[Lines of data]
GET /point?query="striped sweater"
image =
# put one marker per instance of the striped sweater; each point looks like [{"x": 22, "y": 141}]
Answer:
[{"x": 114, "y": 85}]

### DIRECTION
Copy the records again, replacing every "striped sweater" with "plaid scarf" and leaving everything else unchanged.

### THE RESULT
GET /point?query="plaid scarf"
image =
# put one marker per instance of the plaid scarf; each point looks like [{"x": 22, "y": 141}]
Answer:
[{"x": 114, "y": 85}]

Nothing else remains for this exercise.